§ Work to do
Rewrite the records from the start through the line containing "M620 459L667 416L698", replacing "pinky finger" with "little finger" and leaving everything else unchanged.

>>>>

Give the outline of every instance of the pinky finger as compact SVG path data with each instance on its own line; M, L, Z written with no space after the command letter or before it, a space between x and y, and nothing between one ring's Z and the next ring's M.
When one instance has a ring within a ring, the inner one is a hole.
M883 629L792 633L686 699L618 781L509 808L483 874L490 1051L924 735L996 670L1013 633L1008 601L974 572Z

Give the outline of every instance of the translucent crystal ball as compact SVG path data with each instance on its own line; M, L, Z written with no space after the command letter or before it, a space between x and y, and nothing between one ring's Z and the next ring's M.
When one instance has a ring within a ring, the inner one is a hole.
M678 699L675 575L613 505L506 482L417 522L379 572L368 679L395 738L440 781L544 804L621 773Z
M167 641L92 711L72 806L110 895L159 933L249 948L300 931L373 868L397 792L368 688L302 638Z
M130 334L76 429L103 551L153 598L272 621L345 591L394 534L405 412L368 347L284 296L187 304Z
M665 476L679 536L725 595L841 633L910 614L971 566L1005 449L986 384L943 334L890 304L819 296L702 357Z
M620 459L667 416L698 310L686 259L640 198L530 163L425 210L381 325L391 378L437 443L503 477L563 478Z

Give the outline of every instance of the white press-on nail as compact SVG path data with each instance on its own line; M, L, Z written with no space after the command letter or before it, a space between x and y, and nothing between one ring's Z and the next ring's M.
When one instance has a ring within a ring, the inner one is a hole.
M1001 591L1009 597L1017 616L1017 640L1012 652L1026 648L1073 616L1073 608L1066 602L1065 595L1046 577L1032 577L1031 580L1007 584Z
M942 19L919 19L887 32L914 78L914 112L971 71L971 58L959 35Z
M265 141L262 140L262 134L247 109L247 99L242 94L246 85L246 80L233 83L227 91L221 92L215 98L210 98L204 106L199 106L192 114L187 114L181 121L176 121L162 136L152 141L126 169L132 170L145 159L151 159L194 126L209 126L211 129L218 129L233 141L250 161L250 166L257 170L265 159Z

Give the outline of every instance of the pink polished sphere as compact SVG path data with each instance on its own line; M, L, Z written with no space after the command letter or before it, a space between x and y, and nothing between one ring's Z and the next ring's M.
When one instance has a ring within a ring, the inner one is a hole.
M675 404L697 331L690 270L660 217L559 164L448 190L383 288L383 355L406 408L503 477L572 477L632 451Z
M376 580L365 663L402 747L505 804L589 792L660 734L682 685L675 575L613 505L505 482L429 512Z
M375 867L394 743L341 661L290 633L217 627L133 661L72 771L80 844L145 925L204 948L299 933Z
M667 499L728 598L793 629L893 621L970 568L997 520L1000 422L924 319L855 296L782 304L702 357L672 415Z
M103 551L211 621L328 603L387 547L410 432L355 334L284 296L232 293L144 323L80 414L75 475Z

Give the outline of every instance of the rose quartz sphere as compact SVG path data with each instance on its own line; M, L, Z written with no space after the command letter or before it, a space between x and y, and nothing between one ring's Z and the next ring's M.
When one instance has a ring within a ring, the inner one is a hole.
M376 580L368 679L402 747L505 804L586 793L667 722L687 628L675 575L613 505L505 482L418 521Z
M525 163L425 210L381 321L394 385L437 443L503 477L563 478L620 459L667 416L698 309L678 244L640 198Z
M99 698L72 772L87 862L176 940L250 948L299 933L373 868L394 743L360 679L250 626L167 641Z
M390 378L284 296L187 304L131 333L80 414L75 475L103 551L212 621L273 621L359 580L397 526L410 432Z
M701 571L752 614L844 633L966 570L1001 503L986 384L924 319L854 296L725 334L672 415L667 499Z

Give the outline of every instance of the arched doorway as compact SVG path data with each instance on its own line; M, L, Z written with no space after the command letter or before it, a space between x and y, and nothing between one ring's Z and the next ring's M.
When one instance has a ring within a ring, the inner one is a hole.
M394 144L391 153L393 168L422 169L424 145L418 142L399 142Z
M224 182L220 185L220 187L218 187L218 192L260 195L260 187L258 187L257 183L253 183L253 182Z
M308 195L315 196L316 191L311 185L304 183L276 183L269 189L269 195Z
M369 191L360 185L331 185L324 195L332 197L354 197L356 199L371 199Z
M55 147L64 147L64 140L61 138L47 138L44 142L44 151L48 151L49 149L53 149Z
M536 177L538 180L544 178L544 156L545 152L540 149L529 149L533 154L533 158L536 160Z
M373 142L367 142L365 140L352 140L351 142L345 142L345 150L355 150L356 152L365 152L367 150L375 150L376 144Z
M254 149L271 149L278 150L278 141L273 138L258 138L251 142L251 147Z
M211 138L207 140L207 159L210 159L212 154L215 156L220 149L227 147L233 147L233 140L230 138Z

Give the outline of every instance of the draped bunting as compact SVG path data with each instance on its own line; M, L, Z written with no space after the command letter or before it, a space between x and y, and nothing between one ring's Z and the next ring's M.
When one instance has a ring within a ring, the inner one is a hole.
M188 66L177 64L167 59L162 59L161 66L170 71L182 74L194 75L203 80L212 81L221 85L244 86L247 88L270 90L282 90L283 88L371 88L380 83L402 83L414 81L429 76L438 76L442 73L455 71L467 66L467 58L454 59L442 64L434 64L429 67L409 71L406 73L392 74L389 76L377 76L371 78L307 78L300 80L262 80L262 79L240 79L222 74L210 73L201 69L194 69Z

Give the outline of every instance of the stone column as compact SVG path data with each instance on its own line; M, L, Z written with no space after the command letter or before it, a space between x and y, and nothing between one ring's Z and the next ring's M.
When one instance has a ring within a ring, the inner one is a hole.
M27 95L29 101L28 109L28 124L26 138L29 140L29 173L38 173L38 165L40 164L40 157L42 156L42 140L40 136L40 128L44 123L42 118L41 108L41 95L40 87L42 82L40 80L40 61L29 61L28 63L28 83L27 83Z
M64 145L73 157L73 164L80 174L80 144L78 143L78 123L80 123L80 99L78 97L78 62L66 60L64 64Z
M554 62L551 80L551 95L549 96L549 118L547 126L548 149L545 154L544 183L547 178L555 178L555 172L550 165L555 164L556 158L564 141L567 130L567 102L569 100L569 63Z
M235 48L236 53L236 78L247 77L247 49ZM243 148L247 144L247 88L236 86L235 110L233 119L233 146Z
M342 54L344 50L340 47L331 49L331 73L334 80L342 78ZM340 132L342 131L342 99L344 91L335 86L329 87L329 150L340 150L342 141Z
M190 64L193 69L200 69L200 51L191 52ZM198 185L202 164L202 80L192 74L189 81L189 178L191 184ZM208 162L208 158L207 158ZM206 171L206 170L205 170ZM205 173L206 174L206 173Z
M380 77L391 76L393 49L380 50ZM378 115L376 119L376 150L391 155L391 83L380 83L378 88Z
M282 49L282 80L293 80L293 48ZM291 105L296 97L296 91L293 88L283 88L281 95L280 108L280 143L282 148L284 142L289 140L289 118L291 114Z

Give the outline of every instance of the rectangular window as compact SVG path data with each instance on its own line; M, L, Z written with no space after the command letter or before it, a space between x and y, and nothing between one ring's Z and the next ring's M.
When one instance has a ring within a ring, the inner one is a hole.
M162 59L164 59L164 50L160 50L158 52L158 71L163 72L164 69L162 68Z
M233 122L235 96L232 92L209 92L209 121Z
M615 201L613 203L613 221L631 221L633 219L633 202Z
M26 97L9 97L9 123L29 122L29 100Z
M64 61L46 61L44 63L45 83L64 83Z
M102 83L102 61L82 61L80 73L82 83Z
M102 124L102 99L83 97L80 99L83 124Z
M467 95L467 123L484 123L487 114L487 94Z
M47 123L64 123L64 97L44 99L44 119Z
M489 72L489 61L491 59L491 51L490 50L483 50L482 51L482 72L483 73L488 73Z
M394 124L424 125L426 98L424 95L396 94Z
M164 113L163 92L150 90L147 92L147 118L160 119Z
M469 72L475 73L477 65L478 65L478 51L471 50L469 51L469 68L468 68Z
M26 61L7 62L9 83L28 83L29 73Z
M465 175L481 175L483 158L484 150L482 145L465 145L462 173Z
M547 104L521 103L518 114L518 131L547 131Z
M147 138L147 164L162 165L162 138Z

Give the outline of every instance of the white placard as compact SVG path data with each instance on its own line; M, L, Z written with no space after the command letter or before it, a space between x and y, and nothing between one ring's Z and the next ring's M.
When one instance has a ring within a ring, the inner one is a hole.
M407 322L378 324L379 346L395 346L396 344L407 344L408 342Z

<<<<

§ Solution below
Give the outline of every instance of the little finger as compact SVG path data with each instance on its own line; M, L, Z written with no space after the command letter or before it, a space between x and y, and nothing between one ring's Z and the next ring's M.
When one instance has a ring within a ring, the inner one is a hole.
M883 629L792 633L686 699L618 781L509 808L483 874L490 1051L924 735L996 670L1013 633L1008 601L974 572Z

Give the outline of every instance of the translucent crystal ball as compact SVG path data with each instance on its own line; M, L, Z written with no space after the command letter or before it, a space between x and y, and nothing between one ring's Z and the next ring's M.
When one instance has a ring within a ring, the inner one is a hole.
M678 699L675 575L613 505L506 482L417 522L379 572L368 679L395 738L440 781L544 804L621 773Z
M167 641L92 711L72 806L110 895L159 933L249 948L300 931L373 868L397 792L368 688L302 638Z
M130 334L76 429L103 551L153 598L272 621L345 591L394 534L405 412L368 347L284 296L187 304Z
M665 476L679 536L725 595L841 633L910 614L971 566L1005 449L986 384L943 334L890 304L819 296L702 357Z
M620 459L667 416L698 310L686 259L640 198L530 163L425 210L381 325L391 378L437 443L503 477L563 478Z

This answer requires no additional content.